** TASK GOAL **
Read the entries that follow and give each one again precisely.

────────

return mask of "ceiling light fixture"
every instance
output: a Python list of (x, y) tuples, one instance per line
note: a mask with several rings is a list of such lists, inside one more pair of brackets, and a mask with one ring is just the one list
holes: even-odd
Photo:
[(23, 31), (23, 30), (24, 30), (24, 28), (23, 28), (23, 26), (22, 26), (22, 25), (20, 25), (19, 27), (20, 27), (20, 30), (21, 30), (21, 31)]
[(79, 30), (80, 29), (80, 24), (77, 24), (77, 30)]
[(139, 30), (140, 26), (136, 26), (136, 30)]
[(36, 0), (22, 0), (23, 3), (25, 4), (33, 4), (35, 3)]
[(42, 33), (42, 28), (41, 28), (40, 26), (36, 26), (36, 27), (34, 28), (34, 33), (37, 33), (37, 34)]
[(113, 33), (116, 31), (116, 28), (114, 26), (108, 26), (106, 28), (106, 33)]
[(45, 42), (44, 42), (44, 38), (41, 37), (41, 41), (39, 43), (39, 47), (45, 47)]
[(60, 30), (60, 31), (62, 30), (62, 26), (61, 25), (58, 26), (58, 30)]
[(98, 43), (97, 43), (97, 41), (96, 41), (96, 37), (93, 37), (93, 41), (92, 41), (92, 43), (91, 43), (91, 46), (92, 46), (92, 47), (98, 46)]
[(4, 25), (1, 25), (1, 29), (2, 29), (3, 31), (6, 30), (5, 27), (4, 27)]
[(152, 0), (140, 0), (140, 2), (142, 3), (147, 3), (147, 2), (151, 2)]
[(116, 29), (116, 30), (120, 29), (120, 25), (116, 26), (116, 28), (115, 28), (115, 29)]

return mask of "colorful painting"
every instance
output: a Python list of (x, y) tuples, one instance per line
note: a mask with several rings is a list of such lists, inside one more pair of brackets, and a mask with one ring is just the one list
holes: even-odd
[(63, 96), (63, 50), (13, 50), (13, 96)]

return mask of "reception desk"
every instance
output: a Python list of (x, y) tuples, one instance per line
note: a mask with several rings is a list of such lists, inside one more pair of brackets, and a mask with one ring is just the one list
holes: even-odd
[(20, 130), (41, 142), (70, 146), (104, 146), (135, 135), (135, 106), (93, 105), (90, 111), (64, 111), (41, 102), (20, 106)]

────────

** RESPONSE **
return mask of "ceiling light fixture"
every instance
output: a Python list of (x, y) tuples, one instance per line
note: a mask with several rings is a list of such lists, inside one more pair of brackets, and a mask with one ring is just the one list
holes: even-odd
Photo:
[(23, 31), (23, 30), (24, 30), (24, 28), (23, 28), (23, 26), (22, 26), (22, 25), (20, 25), (19, 27), (20, 27), (20, 30), (21, 30), (21, 31)]
[(79, 30), (80, 29), (80, 24), (77, 24), (77, 30)]
[(139, 30), (140, 26), (136, 26), (136, 30)]
[(36, 0), (22, 0), (23, 3), (25, 4), (33, 4), (35, 3)]
[(42, 33), (42, 28), (41, 28), (40, 26), (36, 26), (36, 27), (34, 28), (34, 33), (37, 33), (37, 34)]
[(113, 33), (116, 31), (116, 28), (114, 26), (108, 26), (106, 28), (106, 33)]
[(45, 42), (44, 42), (44, 38), (41, 37), (41, 41), (39, 43), (39, 47), (45, 47)]
[(60, 30), (60, 31), (62, 30), (62, 26), (61, 25), (58, 26), (58, 30)]
[(98, 43), (97, 43), (97, 41), (96, 41), (96, 37), (93, 37), (93, 41), (92, 41), (92, 43), (91, 43), (91, 46), (92, 46), (92, 47), (98, 46)]
[(4, 25), (1, 25), (1, 29), (2, 29), (3, 31), (6, 30), (5, 27), (4, 27)]
[(152, 0), (140, 0), (140, 2), (142, 3), (147, 3), (147, 2), (151, 2)]
[(116, 29), (116, 30), (120, 29), (120, 25), (116, 26), (116, 28), (115, 28), (115, 29)]

return mask of "colorful painting"
every instance
output: a Python list of (x, y) tuples, one instance per line
note: a mask with several rings is a list of such lists, inside one more pair of brackets, and a mask with one ring is just the one list
holes: even-odd
[(63, 96), (63, 50), (13, 50), (13, 96)]

return mask of "reception desk"
every instance
output: a Python list of (x, y) tuples, one instance per line
note: a mask with several rings is a list of such lists, inside one more pair of brackets, and a mask with one ring is just the one list
holes: even-odd
[(20, 130), (41, 142), (70, 146), (104, 146), (135, 135), (135, 106), (93, 105), (90, 111), (64, 111), (41, 102), (20, 106)]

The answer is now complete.